• _TUGAS_:
Lanjutkan teks tentang ilusi-ilusi demokrasi di bawah, mulai setelah kalimat terakhirnya.

18 Maret 2010

» Home » Kompas » Ilusi-ilusi Demokrasi

Ilusi-ilusi Demokrasi

Ingar-bingar pernyataan, argumentasi, persuasi, demonstrasi, performance, bahkan cercaan dan makian yang disampaikan dalam aneka diskursus di gedung parlemen, media massa, dan ruang publik beberapa tahun terakhir ini menunjukkan mulai terbangunnya spirit ”kebebasan individu” (individual freedom), sebagai satu spirit utama demokrasi.
Isunya mulai dari wacana pemilu dan pilkada, kasus Prita, kasus Antasari Azhar, kasus Bibit-Chandra, hingga terakhir Bank Century. Namun, kebebasan individu yang diperoleh itu harus dibayar dengan tergerusnya aneka pilar dan perekat sosial (social cohesion), yang selama ini jadi pengikat nation-state, yang ditunjukkan oleh semangat kesatuan, kebersamaan, persaudaraan, dan kebangsaan. Kebebasan itu juga merongrong landasan ”etika sosial” yang melandasi dunia kehidupan politik, sosial, dan ekonomi, seperti tata krama, kesantunan, kejujuran, integritas, tenggang rasa, dan rasa hormat (honour).

 

Pendulum demokratisasi yang bergerak ke arah perayaan kebebasan individu cenderung menumbuhkan watak ”individualisme”: egoisme, selfishness, narsisisme, dan hedonisme. Elite-elite politik cenderung mengembangkan ”etika individualis”, di mana pandangan individu jadi ukuran segala kebenaran, kebaikan, dan keutamaan (virtue). Akibatnya, ukuran nilai, kebenaran, moral, dan keutamaan kolektif yang berasal dari adat, mitos, tradisi bahkan agama terpinggirkan.
Pendulum demokrasi juga bergerak ke arah ”penampilan luar” (surface), dengan mengabaikan substansi atau esensi sehingga spirit demokrasi lebih diperlihatkan melalui ”pertunjukan demokrasi” (democratic performance) melalui aneka event. Karena sifat ”performativitas” inilah, demokrasi perlu aneka panggung pertunjukan (ruang sidang, media massa), yang di dalamnya ”citra demokrasi” ditampilkan. Namun, terobsesi oleh citra, ”refleksi politik” tak lagi punya tempat.

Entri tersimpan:
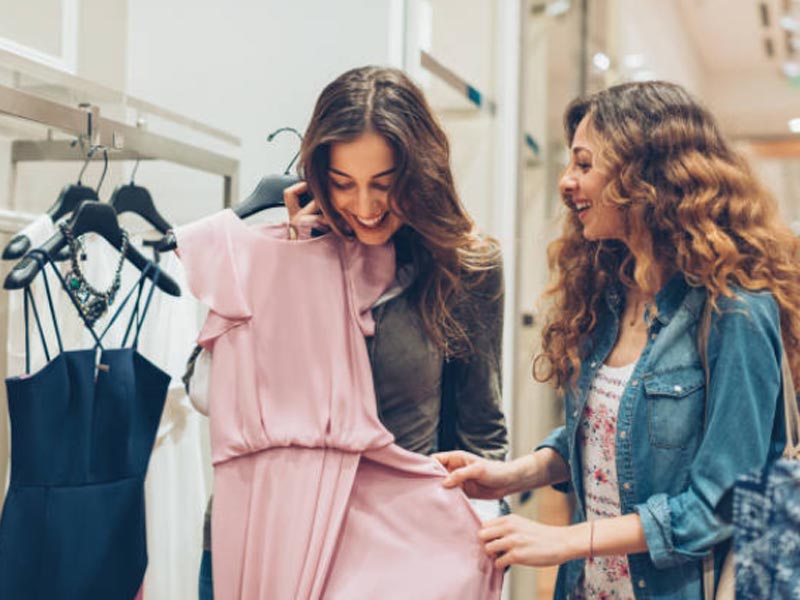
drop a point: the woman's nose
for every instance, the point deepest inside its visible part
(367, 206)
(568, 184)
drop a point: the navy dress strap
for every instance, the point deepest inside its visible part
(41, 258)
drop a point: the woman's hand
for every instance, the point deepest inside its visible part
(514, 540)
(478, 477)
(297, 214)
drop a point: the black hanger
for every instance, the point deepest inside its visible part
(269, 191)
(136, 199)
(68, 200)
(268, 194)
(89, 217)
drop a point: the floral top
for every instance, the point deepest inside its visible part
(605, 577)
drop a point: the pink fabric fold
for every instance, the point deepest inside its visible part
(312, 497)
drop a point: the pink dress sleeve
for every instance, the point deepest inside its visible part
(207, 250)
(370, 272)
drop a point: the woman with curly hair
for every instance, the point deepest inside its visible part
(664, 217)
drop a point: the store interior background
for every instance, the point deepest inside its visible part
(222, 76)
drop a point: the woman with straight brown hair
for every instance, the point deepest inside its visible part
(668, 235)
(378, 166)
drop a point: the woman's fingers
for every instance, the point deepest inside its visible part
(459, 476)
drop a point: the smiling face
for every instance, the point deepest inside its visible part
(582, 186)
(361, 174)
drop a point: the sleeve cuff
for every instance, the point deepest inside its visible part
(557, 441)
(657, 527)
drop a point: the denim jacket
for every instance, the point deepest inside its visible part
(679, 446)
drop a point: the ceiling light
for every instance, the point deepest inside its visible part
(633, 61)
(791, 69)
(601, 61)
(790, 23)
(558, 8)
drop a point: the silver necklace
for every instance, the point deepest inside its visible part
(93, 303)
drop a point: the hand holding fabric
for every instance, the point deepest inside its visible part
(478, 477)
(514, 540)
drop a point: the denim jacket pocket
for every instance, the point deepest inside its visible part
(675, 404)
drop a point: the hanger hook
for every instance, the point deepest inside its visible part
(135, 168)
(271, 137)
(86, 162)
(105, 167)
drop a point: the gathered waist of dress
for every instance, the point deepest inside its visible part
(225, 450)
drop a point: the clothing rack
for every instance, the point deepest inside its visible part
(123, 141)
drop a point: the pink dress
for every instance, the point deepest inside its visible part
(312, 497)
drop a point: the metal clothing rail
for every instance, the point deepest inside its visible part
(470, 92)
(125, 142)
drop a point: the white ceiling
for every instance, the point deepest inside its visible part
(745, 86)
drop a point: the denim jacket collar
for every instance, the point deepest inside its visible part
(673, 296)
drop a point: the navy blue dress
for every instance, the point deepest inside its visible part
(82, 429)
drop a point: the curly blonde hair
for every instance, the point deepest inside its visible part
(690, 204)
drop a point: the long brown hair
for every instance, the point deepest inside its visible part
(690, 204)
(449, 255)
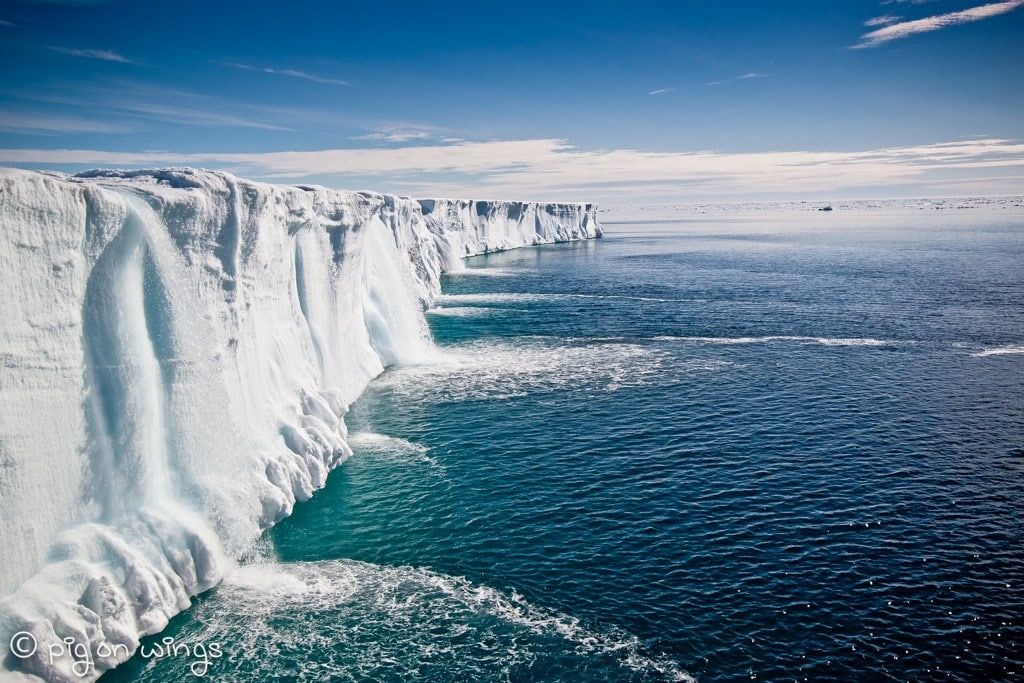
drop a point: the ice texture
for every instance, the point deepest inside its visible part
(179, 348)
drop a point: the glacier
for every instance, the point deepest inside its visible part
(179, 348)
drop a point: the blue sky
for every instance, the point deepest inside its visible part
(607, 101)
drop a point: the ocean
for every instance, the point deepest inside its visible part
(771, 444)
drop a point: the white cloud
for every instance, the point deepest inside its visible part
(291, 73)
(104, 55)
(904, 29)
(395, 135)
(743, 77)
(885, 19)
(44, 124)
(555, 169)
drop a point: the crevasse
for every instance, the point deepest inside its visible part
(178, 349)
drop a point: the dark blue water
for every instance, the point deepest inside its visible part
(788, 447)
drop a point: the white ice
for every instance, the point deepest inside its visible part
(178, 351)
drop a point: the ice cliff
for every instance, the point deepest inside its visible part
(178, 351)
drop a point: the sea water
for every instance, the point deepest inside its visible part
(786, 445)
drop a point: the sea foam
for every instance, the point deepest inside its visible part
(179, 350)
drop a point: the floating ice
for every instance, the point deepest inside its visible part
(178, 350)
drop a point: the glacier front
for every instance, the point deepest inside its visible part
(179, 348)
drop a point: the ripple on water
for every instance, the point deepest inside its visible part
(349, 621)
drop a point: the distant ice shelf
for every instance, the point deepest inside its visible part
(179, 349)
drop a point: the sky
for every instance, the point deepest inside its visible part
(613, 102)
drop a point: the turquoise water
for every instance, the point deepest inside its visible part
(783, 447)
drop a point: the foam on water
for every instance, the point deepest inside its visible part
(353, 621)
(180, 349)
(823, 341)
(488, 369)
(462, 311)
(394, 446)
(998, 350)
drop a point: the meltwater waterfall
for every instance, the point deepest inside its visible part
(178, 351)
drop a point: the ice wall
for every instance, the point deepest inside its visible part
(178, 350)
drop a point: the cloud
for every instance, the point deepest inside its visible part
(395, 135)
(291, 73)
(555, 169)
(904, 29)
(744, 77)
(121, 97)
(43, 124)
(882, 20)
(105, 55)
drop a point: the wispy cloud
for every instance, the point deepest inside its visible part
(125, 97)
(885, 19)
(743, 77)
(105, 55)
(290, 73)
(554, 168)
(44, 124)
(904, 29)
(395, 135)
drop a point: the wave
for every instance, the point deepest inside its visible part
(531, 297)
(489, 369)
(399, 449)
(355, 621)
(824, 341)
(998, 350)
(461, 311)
==
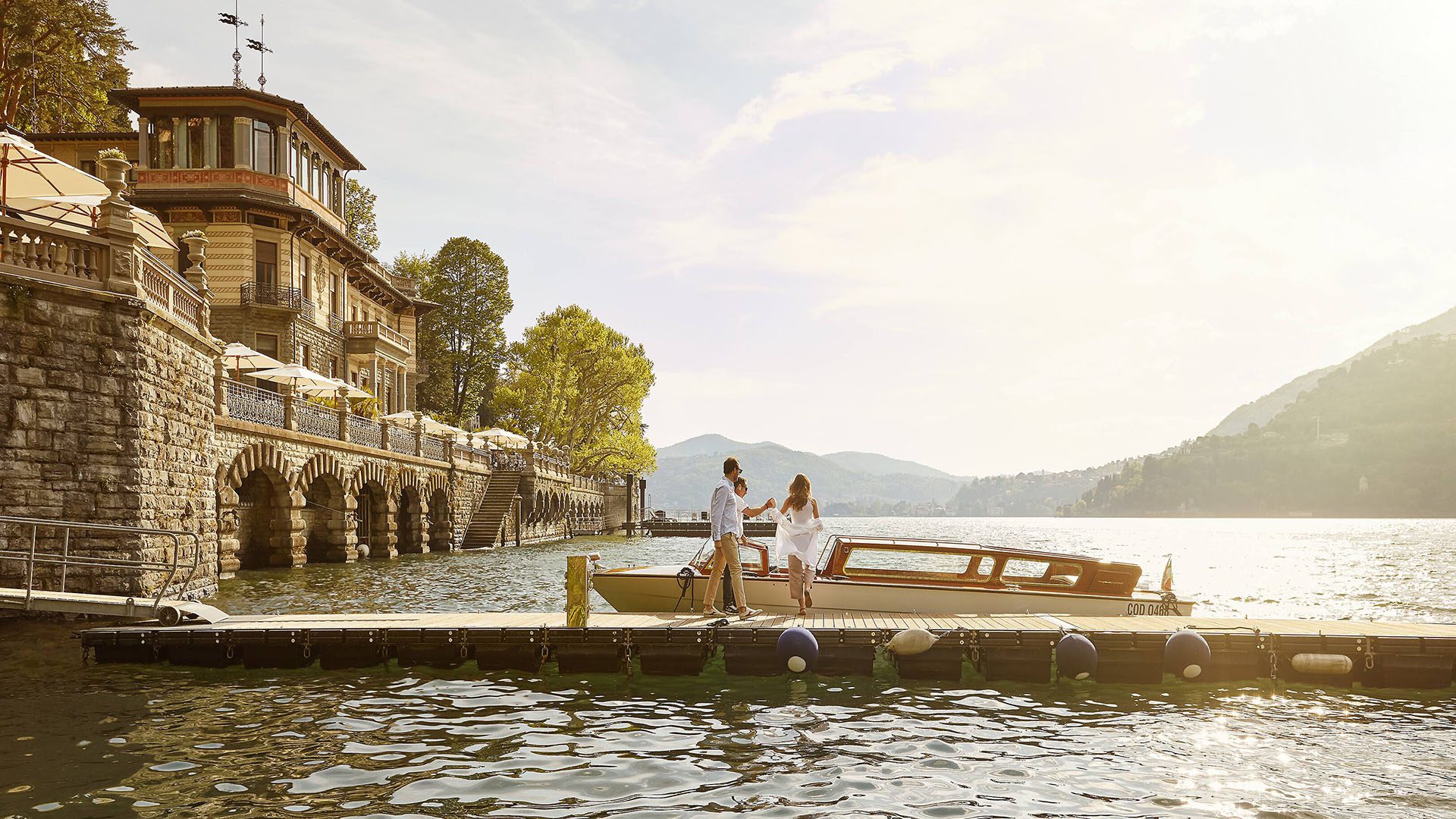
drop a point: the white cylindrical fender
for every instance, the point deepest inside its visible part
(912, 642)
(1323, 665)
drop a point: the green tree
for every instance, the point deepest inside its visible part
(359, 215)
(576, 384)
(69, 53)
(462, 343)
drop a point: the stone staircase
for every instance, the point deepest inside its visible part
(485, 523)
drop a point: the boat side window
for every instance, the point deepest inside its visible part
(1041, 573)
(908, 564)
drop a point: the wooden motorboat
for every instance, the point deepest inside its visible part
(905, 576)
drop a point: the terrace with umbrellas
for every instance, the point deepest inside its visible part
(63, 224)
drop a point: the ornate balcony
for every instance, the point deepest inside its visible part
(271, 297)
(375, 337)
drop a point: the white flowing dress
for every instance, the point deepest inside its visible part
* * *
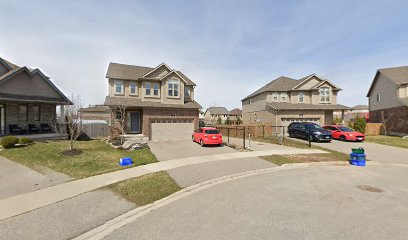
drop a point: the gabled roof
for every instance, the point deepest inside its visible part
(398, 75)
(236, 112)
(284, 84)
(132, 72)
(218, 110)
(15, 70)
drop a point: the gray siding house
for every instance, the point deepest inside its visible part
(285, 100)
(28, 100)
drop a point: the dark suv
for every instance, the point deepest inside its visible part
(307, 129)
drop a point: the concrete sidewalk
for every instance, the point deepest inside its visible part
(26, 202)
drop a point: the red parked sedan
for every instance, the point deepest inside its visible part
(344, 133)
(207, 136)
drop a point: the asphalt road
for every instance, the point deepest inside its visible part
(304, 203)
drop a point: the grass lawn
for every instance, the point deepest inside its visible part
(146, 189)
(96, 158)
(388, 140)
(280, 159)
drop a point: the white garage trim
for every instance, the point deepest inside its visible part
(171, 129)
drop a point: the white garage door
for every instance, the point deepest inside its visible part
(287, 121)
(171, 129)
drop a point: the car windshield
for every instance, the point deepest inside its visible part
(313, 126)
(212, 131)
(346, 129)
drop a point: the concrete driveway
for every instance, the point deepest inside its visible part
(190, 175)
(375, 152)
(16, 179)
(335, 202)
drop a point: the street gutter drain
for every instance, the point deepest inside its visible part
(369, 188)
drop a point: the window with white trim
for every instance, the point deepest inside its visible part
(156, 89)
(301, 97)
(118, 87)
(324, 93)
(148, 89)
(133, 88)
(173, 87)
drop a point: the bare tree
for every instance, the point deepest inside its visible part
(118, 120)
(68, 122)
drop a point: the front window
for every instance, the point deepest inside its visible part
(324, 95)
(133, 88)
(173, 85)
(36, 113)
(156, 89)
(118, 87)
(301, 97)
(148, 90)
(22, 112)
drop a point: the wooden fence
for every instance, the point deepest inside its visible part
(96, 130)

• _HASIL_:
J F Lyotard dalam The Postmodern Condition: A Report on Knowledge (1989) membedakan ”kebenaran politik” yang dicari lewat proses substansial-ilmiah, dengan yang dihasilkan melalui performance. Pencarian kebenaran melalui ”pertunjukan”—di layar televisi atau ruang sidang—menuntut ”kegenitan penampilan” dan performance. Hasrat dan motif performativitas lama-kelamaan menyingkirkan kehendak akan ”kebenaran”. ”Momen ”kebenaran” digantikan ”momen citra”.
Politik tanpa refleksi—dan kini didominasi performativitas—menyebabkan dominannya peran ”permainan bahasa” dalam merumuskan ”kebenaran”, melalui aneka trik, manipulasi, dan tipuan tanda. Dalam dominasi performativitas, ”modal sosial” lebih dirayakan ketimbang modal intelektual; modal ekonomi ketimbang modal kultural. Pertunjukan (penampilan, gaya bicara, retorika) jadi keutamaan politik ketimbang pikiran, kecerdasan, dan karya. ”Retorika politik” mengambil alih ”rasionalitas politik”.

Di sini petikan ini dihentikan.